[Extracted information start]
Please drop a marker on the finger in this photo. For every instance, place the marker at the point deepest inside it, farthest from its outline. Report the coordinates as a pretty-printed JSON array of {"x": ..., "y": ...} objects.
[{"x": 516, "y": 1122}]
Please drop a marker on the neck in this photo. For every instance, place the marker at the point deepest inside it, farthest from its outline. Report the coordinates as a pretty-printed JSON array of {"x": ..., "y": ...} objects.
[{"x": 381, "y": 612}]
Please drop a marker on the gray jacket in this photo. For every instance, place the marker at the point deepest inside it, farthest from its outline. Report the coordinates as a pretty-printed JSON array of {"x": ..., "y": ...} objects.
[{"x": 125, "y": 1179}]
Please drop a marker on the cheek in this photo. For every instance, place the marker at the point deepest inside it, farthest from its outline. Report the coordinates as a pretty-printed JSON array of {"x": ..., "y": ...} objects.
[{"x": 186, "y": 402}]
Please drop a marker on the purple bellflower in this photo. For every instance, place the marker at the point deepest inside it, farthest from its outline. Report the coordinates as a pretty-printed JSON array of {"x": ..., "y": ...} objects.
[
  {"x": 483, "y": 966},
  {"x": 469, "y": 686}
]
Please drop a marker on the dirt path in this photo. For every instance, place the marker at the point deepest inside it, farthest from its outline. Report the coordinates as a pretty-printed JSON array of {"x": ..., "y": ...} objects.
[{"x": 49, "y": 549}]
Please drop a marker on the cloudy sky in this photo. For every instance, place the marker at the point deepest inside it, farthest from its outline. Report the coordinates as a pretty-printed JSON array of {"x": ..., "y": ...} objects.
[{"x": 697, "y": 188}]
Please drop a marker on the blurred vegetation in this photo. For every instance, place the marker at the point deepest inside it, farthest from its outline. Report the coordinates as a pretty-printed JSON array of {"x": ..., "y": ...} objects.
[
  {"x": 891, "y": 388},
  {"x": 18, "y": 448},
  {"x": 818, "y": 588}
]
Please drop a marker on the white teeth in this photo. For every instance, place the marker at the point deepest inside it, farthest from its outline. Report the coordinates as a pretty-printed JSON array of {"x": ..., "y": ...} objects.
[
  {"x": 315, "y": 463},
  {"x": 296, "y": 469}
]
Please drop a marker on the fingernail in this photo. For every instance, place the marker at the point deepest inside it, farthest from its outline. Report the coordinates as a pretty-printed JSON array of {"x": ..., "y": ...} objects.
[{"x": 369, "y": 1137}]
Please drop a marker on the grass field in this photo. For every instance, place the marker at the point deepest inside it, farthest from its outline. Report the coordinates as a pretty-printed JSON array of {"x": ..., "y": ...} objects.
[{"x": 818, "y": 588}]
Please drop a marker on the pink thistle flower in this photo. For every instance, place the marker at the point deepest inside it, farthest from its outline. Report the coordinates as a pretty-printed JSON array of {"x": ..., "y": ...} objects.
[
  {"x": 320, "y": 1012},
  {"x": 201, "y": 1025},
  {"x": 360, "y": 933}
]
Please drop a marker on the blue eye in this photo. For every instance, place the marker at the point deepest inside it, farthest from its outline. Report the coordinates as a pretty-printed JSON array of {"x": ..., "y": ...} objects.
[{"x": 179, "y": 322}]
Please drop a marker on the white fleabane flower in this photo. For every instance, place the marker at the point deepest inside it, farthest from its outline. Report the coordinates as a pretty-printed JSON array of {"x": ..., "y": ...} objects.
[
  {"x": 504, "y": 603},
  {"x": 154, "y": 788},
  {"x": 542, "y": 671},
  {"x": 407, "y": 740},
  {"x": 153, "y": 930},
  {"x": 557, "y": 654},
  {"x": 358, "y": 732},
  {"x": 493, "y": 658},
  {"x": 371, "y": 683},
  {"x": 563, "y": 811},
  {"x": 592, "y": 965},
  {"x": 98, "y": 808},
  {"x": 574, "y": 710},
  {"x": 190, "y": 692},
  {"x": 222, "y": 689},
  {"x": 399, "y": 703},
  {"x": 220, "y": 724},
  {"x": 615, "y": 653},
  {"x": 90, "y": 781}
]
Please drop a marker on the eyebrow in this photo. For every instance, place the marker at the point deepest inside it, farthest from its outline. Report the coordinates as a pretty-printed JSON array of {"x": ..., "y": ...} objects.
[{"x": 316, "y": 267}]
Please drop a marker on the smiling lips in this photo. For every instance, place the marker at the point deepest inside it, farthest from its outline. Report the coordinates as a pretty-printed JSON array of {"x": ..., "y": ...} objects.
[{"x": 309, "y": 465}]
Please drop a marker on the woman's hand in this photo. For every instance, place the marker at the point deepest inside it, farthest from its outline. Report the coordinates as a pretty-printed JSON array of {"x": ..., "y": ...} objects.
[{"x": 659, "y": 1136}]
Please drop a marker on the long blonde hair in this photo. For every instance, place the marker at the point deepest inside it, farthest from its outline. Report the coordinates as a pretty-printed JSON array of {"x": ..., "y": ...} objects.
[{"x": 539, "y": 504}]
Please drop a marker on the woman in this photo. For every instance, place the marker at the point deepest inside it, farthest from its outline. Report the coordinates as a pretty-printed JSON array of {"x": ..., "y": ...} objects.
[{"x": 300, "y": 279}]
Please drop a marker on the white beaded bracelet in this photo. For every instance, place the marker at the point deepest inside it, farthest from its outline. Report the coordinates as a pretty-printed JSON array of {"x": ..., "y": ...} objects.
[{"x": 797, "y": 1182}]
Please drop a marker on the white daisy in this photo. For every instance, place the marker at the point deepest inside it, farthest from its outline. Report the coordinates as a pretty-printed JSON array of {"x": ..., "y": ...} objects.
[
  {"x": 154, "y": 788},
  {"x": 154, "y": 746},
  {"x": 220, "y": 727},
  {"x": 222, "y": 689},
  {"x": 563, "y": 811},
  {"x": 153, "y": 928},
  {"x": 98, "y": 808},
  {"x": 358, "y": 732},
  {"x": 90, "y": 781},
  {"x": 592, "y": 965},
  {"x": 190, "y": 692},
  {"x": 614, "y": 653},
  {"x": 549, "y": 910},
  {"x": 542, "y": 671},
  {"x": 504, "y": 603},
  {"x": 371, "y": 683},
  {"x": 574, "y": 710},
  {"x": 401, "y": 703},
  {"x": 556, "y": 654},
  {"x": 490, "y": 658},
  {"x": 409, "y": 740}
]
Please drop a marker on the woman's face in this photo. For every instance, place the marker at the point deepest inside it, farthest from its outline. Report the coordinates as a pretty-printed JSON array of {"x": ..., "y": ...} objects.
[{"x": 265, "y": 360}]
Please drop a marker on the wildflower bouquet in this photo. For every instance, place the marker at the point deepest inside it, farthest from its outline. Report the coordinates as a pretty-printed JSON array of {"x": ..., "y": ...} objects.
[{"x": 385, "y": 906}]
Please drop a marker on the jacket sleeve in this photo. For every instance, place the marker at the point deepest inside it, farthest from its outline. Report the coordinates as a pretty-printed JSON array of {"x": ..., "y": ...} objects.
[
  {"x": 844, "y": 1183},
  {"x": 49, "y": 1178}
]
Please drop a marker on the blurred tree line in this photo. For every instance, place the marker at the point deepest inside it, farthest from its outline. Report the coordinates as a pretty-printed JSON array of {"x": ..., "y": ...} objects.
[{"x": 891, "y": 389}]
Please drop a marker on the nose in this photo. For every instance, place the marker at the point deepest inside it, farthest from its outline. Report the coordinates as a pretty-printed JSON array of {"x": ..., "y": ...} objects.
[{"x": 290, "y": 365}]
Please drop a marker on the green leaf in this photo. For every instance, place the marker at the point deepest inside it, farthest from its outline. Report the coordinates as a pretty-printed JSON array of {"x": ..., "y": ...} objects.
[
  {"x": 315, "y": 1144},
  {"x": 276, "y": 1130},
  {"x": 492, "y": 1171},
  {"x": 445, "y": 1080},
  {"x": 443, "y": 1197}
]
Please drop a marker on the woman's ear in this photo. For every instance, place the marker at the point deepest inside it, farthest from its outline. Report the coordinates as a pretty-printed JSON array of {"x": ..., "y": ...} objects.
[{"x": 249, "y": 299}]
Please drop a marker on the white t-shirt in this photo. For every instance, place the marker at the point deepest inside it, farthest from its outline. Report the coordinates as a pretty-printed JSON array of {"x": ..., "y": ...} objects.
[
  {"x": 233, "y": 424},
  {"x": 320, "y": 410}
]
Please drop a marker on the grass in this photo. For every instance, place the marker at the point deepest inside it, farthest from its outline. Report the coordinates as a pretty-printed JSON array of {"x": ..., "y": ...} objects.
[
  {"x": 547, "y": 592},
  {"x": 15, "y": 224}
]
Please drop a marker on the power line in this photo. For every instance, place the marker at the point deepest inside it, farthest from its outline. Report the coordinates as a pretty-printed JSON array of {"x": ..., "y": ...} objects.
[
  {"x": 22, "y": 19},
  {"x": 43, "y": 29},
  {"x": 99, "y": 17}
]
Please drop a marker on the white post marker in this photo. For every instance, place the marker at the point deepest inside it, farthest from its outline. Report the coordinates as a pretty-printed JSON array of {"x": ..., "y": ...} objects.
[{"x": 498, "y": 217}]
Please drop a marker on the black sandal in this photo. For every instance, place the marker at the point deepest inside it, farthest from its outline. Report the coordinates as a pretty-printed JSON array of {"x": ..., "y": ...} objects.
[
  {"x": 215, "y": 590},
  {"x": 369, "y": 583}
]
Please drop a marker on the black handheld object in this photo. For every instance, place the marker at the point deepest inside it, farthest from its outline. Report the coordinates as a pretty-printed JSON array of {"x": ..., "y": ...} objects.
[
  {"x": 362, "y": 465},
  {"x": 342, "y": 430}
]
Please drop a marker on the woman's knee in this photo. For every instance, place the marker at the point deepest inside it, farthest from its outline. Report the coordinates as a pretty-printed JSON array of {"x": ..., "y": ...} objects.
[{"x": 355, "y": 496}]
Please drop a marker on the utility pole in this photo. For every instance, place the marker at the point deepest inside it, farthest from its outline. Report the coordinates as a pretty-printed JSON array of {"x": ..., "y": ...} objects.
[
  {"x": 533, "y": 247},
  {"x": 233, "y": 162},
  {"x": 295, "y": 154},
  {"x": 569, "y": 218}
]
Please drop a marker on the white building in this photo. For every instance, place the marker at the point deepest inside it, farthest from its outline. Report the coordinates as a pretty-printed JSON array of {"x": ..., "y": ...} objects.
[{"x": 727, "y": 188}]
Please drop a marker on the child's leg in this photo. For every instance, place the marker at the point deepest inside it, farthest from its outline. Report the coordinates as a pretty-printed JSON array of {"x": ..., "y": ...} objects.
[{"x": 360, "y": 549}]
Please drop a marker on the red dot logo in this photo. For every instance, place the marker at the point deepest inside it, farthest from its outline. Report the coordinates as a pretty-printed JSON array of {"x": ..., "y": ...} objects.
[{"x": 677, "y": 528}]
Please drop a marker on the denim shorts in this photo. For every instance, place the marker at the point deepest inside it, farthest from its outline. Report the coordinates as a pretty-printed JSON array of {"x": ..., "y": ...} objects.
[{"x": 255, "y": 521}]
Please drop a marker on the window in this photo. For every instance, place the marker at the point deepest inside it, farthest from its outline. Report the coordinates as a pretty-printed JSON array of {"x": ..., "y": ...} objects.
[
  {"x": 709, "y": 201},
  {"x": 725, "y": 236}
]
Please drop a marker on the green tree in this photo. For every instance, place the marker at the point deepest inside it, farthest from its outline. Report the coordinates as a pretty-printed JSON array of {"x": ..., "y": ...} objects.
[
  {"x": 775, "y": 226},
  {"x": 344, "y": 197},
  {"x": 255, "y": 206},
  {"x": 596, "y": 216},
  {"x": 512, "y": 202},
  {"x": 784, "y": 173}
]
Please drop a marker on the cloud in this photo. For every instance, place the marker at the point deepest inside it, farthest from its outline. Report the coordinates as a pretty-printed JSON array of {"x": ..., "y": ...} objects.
[Extracted information end]
_Requirement:_ Only the lines from the one containing "Please drop a marker on the green tree" to the end of the records should be repeated, exactly as they appear.

_Response:_
Please drop a marker on the green tree in this photo. For every instance, place the marker at the point deepest inside it, farthest from its outline. Report the coordinates as a pretty-printed JSON array of {"x": ..., "y": ...} objects.
[
  {"x": 775, "y": 226},
  {"x": 344, "y": 197},
  {"x": 255, "y": 206},
  {"x": 596, "y": 216},
  {"x": 512, "y": 202},
  {"x": 784, "y": 173}
]
Please drop a marker on the cloud in this photo. For every instance, place the marker at the point deepest inside it, farthest from its outline. Report the coordinates as a pretty-printed JSON array of {"x": ..., "y": ...} objects.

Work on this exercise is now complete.